# [What is being asked]
Extract every line of the material below that contains the word "blue" and copy each one in full.

# [Excerpted data]
----

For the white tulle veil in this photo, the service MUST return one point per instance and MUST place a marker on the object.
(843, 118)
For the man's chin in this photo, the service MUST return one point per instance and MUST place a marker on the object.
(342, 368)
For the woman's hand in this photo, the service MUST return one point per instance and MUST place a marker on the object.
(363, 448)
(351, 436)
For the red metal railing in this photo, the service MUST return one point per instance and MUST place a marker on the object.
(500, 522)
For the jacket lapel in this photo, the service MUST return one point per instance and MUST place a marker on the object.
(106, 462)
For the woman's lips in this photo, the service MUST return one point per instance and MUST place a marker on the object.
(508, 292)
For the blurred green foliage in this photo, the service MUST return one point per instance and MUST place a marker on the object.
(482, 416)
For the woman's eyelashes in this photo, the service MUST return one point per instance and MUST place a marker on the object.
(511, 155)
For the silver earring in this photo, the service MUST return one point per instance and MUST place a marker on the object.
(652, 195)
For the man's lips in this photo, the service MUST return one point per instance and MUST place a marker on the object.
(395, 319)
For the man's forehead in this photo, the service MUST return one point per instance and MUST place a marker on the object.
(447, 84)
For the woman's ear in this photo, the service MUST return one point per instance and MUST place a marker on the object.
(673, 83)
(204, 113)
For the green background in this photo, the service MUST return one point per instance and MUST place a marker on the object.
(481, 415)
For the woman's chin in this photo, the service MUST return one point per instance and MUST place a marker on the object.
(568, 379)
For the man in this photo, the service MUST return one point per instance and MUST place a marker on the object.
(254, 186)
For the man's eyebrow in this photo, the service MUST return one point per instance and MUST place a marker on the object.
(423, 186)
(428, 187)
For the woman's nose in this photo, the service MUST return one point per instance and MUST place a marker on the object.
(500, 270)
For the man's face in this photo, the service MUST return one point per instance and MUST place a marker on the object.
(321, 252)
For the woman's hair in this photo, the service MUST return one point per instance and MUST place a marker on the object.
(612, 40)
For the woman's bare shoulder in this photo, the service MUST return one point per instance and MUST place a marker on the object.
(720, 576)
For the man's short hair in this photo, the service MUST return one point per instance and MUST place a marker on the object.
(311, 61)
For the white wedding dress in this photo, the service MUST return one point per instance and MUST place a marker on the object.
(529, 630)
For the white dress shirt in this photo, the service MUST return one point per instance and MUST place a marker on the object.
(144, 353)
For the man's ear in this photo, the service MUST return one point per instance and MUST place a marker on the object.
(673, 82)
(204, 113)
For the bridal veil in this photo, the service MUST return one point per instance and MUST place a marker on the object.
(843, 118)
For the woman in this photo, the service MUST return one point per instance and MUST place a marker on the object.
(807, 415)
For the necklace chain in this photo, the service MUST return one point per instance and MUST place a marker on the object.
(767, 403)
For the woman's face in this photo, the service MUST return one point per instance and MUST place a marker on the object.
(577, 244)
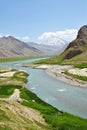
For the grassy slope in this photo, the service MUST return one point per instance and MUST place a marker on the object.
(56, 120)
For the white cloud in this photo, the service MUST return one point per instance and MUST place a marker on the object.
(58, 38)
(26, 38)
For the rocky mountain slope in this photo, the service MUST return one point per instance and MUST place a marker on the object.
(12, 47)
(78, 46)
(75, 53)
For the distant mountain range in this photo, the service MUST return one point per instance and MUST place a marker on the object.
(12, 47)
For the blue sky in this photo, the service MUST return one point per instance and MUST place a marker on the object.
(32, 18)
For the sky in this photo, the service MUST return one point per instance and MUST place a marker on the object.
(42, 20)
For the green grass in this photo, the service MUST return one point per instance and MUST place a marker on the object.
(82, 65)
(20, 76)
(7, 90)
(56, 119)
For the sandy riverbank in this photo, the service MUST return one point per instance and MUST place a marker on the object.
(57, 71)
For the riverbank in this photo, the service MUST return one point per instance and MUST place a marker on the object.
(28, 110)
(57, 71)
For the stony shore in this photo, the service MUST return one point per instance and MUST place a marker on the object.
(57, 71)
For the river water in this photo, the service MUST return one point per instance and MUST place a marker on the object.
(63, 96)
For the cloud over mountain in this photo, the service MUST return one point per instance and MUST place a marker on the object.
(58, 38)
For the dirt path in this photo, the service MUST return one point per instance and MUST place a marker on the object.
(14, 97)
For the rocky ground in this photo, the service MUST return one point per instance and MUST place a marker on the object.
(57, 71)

----

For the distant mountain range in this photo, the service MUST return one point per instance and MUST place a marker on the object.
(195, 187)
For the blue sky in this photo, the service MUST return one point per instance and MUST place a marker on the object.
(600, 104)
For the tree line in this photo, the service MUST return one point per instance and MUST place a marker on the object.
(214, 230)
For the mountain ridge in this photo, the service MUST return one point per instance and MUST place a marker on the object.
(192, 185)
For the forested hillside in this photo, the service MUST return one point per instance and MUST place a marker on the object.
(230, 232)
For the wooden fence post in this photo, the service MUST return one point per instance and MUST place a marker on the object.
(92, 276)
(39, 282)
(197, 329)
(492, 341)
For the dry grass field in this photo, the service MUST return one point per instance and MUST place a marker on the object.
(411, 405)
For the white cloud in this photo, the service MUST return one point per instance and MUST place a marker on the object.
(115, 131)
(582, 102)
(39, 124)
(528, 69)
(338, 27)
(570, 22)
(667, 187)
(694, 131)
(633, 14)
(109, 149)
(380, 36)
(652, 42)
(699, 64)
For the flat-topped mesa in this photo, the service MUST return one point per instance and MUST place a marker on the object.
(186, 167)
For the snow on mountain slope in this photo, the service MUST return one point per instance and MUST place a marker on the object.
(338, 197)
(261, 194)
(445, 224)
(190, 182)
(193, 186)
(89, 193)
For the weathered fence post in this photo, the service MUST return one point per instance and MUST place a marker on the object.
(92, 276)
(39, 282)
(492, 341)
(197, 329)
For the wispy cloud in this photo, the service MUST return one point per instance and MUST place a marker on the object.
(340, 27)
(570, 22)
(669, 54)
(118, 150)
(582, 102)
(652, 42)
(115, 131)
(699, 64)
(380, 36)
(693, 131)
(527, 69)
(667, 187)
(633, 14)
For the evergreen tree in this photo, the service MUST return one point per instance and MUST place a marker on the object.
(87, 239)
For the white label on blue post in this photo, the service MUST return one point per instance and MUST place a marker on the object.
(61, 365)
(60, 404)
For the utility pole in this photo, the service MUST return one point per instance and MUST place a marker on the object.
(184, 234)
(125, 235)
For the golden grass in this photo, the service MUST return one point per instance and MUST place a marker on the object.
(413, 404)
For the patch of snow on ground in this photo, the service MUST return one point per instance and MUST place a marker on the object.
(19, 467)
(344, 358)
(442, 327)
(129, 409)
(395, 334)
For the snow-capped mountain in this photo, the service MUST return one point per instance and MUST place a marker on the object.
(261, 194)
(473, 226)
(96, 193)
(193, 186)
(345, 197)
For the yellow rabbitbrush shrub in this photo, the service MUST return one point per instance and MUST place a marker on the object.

----

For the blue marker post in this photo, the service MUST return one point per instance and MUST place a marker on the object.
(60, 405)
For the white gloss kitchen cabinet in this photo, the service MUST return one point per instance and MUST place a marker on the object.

----

# [Response to the exercise]
For the blue sky in this photo, the service MUST return one point per instance and MUST place a marker on the object.
For the blue sky in this photo, the service MUST return one point per instance and MUST place a marker on the object.
For the white label on blue post in this photo, the service MUST return one point per instance and MUST place a marker on the object.
For the blue marker post in this photo, the service MUST return one point per instance and MUST place a marker on the object.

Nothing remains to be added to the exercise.